Les sages-femmes du Congo.
DN : Quelle est la situation actuelle de la sage-femme au Congo ?
MFL : La situation de la sage-femme est précaire. Le travail de la sage-femme n’est pas reconnu par la population. Voyez-vous quand vous allez à la maternité, vous êtes exposées à des risques et des difficultés énormes pour pratiquer votre métier. Ma collègue qui est arrivée m’a dit qu’elle a eu un accouchement difficile, ce matin à Makélékélé d’où l’enfant a été retiré par des forceps. Elle était mouillée de sang. Elle ne pouvait pas arriver tôt au lieu de notre activité. Elle est obligée d’aller d’abord se laver. Cela n’est pas facile. Mais, dès qu’il y a une femme qui meurt dans la salle d’accouchement, c’est fini. Tout le monde méconnaît tout le travail de la sage-femme. La situation de la sage-femme aujourd’hui est précaire parce que le travail qu’elle fait n’est pas reconnu. Elle n’est pas considérée ni valorisée. Les sages femmes ne sont pas prises en compte. Nous travaillons dans les conditions difficiles. Tout nous manque. Vous pouvez même le vérifier dans nos structures. Cependant, vous nous demandez de faire plus, mais nous ne pouvons pas. Une femme qui arrive pour accoucher n’a rien, ni le minimum nécessaire, à savoir le coton, l’alcool, ni de drap ou de pagne pour couvrir le bébé. Et, vous voulez que la sage-femme se taise. La population nous critique que la sage-femme parle trop. Elle nous reproche des insultes. C’est vrai mais, certaines femmes ou jeunes filles lorsqu’elles viennent accoucher oublient même la couche ou la chemisette pour faire habiller l’enfant qui est nu. Alors qu’elle s’est préparée pendant 9 mois avant l’accouchement. Comment voulez-vous que la sage-femme ne parle pas. C’est cela qui fait le mal des sages femmes
DN : Quels sont les projets de l’association des Sages -femmes du Congo ?

- [Travail à faire] Dans l'entretien sur les sages-femmes du Congo, avec quel instrument l'enfant a-t-il été retiré lors de l'accouchement difficile à Makélékélé ? Ces données proviennent d'une autre source.

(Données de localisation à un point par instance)

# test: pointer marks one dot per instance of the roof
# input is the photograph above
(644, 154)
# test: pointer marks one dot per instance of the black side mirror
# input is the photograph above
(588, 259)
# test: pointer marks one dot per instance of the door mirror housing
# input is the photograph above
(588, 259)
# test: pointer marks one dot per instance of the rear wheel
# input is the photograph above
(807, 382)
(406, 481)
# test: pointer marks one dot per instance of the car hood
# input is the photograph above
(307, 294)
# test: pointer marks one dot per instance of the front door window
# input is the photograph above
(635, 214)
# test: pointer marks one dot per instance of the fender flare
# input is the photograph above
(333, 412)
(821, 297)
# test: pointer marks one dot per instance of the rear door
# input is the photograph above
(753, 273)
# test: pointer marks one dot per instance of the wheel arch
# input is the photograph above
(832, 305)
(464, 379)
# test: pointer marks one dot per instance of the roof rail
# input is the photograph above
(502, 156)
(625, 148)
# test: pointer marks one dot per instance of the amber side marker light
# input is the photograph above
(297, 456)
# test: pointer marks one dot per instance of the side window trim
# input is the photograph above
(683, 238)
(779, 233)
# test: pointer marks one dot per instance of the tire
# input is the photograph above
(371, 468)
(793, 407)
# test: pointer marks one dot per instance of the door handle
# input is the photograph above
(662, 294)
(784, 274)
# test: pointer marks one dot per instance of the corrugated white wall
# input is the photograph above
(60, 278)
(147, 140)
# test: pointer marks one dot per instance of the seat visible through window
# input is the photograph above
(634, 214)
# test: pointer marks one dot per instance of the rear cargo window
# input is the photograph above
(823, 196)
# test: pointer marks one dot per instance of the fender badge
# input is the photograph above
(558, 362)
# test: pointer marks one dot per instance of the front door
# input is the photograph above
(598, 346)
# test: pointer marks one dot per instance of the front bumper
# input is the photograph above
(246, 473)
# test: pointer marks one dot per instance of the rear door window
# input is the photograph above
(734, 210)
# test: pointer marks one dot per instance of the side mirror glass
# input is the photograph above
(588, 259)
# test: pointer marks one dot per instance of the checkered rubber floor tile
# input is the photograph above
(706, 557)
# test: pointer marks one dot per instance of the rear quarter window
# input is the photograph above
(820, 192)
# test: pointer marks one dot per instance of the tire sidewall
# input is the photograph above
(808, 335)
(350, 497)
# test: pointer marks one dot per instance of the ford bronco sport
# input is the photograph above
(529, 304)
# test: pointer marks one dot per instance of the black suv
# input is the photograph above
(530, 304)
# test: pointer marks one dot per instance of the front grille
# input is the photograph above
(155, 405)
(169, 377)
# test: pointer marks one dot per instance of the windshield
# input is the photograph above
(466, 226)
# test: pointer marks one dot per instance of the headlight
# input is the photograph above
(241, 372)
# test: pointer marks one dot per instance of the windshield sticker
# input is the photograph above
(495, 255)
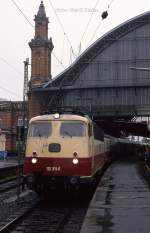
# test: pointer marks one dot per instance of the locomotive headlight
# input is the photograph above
(34, 160)
(75, 161)
(75, 154)
(56, 115)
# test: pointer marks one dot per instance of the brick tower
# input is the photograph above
(41, 48)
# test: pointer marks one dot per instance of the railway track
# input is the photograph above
(55, 217)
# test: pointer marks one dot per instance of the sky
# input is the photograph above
(74, 25)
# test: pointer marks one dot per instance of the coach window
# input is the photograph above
(73, 129)
(1, 122)
(40, 129)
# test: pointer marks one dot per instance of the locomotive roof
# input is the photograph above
(62, 117)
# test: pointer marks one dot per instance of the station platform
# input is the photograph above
(9, 162)
(121, 202)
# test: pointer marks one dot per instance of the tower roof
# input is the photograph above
(41, 12)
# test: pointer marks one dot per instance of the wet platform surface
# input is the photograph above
(10, 162)
(121, 203)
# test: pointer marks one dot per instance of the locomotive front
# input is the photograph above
(58, 150)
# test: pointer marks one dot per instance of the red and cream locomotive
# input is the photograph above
(63, 150)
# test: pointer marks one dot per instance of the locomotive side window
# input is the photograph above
(40, 129)
(73, 129)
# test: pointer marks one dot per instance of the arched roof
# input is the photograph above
(69, 75)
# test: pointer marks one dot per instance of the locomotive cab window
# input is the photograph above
(98, 133)
(40, 129)
(73, 129)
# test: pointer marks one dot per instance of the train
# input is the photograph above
(64, 150)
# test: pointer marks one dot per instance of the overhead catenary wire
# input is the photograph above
(22, 13)
(103, 16)
(11, 92)
(88, 23)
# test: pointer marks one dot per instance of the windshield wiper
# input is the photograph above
(67, 133)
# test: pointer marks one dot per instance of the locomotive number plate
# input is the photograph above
(53, 169)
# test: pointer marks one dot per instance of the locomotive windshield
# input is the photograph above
(40, 129)
(73, 129)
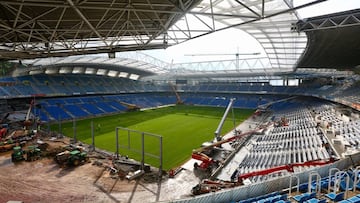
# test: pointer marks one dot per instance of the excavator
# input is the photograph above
(207, 185)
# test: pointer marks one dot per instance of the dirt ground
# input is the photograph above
(44, 181)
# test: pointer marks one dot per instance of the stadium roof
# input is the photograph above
(333, 40)
(48, 28)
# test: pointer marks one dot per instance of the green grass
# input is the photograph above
(183, 129)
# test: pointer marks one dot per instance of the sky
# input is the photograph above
(232, 41)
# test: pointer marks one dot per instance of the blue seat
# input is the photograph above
(335, 197)
(315, 200)
(304, 197)
(354, 199)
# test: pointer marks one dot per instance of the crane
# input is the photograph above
(218, 130)
(178, 98)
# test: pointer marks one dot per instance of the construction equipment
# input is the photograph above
(130, 107)
(73, 158)
(30, 154)
(219, 128)
(3, 131)
(207, 186)
(18, 154)
(178, 98)
(27, 121)
(203, 153)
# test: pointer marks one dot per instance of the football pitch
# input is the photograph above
(183, 129)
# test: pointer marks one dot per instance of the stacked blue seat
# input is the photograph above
(267, 198)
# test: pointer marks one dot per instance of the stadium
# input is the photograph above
(93, 111)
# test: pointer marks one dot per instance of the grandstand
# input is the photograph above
(308, 98)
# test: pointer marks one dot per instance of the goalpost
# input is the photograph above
(129, 135)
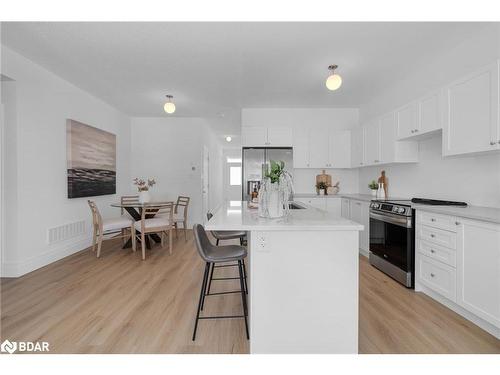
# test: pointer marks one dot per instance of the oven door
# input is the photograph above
(391, 239)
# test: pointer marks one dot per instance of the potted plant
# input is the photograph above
(373, 187)
(143, 188)
(275, 191)
(321, 188)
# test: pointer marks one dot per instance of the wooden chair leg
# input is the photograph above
(170, 241)
(94, 239)
(132, 236)
(143, 245)
(99, 245)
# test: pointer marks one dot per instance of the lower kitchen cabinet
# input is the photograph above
(359, 211)
(478, 266)
(460, 262)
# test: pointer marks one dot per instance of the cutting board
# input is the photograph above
(323, 177)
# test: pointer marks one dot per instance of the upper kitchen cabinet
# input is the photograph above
(372, 143)
(357, 147)
(322, 148)
(406, 120)
(419, 118)
(340, 149)
(471, 113)
(392, 150)
(266, 137)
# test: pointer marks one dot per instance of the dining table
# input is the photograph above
(134, 209)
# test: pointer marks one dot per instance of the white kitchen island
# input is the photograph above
(302, 279)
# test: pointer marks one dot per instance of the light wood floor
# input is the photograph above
(120, 304)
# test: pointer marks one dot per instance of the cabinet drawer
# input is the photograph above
(436, 252)
(437, 236)
(438, 277)
(438, 220)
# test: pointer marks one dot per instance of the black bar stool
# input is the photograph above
(218, 254)
(221, 236)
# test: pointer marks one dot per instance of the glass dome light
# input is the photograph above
(169, 107)
(334, 81)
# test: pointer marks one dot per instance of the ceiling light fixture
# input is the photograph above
(334, 81)
(169, 107)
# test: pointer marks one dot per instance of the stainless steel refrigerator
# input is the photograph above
(255, 162)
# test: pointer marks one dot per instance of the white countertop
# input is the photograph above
(235, 215)
(489, 214)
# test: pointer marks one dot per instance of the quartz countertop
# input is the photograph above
(235, 215)
(489, 214)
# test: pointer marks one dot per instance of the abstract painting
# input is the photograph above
(91, 156)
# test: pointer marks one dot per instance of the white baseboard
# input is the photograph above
(17, 269)
(488, 327)
(364, 252)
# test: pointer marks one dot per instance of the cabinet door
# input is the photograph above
(478, 267)
(471, 113)
(357, 148)
(406, 120)
(319, 148)
(254, 136)
(372, 143)
(364, 239)
(387, 137)
(345, 208)
(429, 113)
(279, 137)
(340, 149)
(333, 205)
(301, 148)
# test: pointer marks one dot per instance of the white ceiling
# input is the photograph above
(215, 69)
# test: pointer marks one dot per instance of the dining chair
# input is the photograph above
(180, 214)
(127, 199)
(156, 218)
(104, 227)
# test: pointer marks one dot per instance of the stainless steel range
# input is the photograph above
(392, 239)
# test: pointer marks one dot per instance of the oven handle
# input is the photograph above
(392, 219)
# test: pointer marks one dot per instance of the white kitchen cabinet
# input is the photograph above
(319, 202)
(319, 144)
(266, 137)
(340, 149)
(357, 147)
(372, 143)
(345, 208)
(478, 269)
(333, 205)
(301, 148)
(254, 136)
(406, 120)
(471, 113)
(279, 137)
(429, 113)
(359, 212)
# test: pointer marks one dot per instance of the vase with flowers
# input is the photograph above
(143, 187)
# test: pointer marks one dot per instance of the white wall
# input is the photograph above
(170, 150)
(333, 118)
(36, 137)
(474, 179)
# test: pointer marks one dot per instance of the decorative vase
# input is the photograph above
(144, 197)
(275, 204)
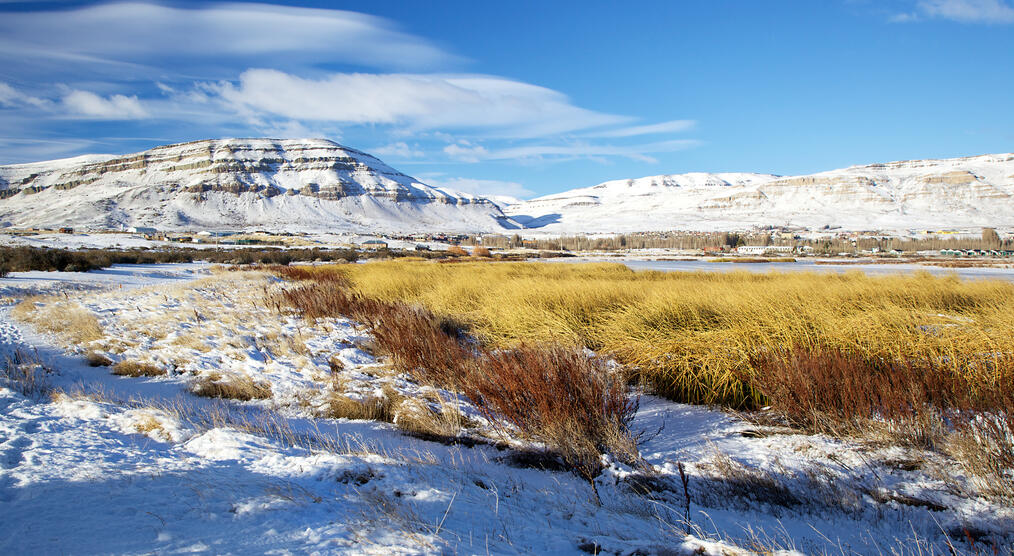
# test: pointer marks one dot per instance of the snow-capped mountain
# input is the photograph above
(229, 184)
(969, 192)
(315, 185)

- [Tâche accomplie] Avec des forceps.